Study text:

Who we are

    • 2004

      Shortly after the 2003 launch of the Canadian Coalition for Global Health Research (CCGHR) (now Canadian Association for Global Health), the Coalition organized its first summer institute in Halifax in 2004. This led to a series of eight similar events held globally, with an overarching theme of research to action. After a pause of several years, during which the institute was formally evaluated, a local collaborative version, the Ontario Coalition Institute (OCI) was tested.

    • 2017

      Based on the success of the OCI, a provincial version, the British Columbia Coalition Institute (BCCI) was held in Kelowna in 2017, followed by BCCI-2 in Victoria in 2019, and a hybrid model (BCCI-3) in 2021.

    • 2023

      A key feature of the BCCI model was the addition of a Community of Practice (CoP) component. In July 2022, the BCCI leadership organized a 2-day workshop, an output of which was a 3-year strategic plan. Today, the BCCI community is comprised of a program team and learning hubs across the province.

    The Program Team

    Katrina Plamondon

    Katrina Plamondon is a Canadian woman, mother, and artist of mixed Indigenous (Cree) and European (Irish, Quebecois, German-Jewish) ancestry. She is an Assistant Professor at the University of British Columbia Okanagan, School of Nursing, situated in the beautiful traditional territory of the Sylix Nation. She supports the Interior Health Research Department, where her work focuses on health system strengthening through enabling people across health systems to use and do research in practice and policy. 

    Her clinical foundations are in critical care/emergency and street outreach. She holds a Master of Science in Community Health & Epidemiology (University of Saskatchewan) and completed her PhD at the University of British Columbia under a Banting & Best Canada Graduate Scholarship. Her doctoral research extended a decade of research and practice in knowledge translation with a focus on knowledge-to-action for health equity.

    A member of the Canadian Coalition for Global Health Research since 2004, Katrina co-chairs the University Advisory Council (comprised of representatives from 24 institutions across Canada) to promote more consistent, coherent investments and practices in global health research. She was the Principal Investigator for the multi-year Gathering Perspectives Studies that led to the creation of the equity-centred CCGHR Principles for Global Health Research and the lead on a series of publications contributing to national dialogue about Canada’s role in global health research.

    Vic Neufeld

    Vic Neufeld

    Vic Neufeld is a professor emeritus at McMaster University, and adjunct professor at Simon Fraser University, York University, and University of Victoria. He is also an Associate Fellow at University of Victoria’s Centre for Global Studies. Along with Jerry Spiegel and others, he was a founding member of the Canadian Coalition for Global Health Research, now Canadian Association for Global Health (CAGH) and serves as the Special Advisor. His interests include strengthening health research systems in low and middle-income countries (LMICs), leadership development, and research on the health impacts of climate change.

    Tasha-Aliya Kara

    Tasha-Aliya Kara is an MPH candidate at the Dalla Lana School of Public Health (DLSPH) at the University ofToronto, where she focuses on social, behavioural, and global health. Since 2019, she has been the Community of Practice coordinator for the British Columbia Coalition Institute.

    Prior to this degree, she worked with Health Emergency Management BC (HEMBC), a program of the Provincial Health Services Authority, serving 65% of British Columbia’s population. She responded directly to a diverse set of climate-related disasters including the catastrophic June 2021 heat dome, wildfires, and floods, and oversaw an end to COVID-19 outbreaks in long-term care homes across Vancouver Coastal Health and Fraser Health Authority.

Things to do:
1. At which universities does the British Columbia Coalition Institute page say Vic Neufeld holds a professorship?
2. According to the British Columbia Coalition Institute page, where and when was the first BCCI held?
3. Transcribe the passage of the British Columbia Coalition Institute page starting with "Vic Neufeld is" and going on through "of climate change.".

Referring expression data:
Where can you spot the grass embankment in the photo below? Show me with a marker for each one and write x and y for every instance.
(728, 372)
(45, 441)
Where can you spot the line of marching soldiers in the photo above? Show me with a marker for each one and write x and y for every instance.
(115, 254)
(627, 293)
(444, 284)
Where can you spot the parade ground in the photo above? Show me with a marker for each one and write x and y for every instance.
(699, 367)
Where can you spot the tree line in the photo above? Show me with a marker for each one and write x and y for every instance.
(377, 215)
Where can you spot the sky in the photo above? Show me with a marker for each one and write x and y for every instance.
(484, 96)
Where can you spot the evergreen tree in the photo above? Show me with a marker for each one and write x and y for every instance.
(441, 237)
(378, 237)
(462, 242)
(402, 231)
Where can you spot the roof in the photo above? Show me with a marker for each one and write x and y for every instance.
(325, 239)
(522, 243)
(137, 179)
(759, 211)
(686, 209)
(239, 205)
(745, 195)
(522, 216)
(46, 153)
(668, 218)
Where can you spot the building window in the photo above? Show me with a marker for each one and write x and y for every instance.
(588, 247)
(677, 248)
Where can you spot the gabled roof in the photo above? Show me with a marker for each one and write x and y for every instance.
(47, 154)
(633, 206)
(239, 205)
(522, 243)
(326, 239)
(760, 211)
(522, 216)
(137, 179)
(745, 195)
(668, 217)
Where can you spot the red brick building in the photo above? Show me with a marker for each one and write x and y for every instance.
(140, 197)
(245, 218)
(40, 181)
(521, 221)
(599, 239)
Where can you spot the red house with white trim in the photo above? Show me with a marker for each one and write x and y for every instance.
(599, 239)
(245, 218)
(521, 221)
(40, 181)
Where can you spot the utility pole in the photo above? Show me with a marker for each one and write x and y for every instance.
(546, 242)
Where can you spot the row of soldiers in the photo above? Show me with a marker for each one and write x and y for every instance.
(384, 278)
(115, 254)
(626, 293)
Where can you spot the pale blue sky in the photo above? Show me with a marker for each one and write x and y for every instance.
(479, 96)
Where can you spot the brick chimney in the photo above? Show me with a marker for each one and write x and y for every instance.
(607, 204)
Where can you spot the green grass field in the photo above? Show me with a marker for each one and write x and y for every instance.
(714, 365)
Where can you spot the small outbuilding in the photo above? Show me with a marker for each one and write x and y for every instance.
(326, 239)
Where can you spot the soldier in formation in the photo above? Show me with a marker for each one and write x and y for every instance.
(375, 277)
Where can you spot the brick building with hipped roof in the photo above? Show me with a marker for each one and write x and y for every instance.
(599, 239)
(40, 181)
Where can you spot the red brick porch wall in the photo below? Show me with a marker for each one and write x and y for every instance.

Expected results:
1. McMaster University (professor emeritus), Simon Fraser University, York University, and the University of Victoria (adjunct professor)

2. In Kelowna, in 2017.

3.
Vic Neufeld is a professor emeritus at McMaster University, and adjunct professor at Simon Fraser University, York University, and University of Victoria. He is also an Associate Fellow at University of Victoria’s Centre for Global Studies. Along with Jerry Spiegel and others, he was a founding member of the Canadian Coalition for Global Health Research, now Canadian Association for Global Health (CAGH) and serves as the Special Advisor. His interests include strengthening health research systems in low and middle-income countries (LMICs), leadership development, and research on the health impacts of climate change.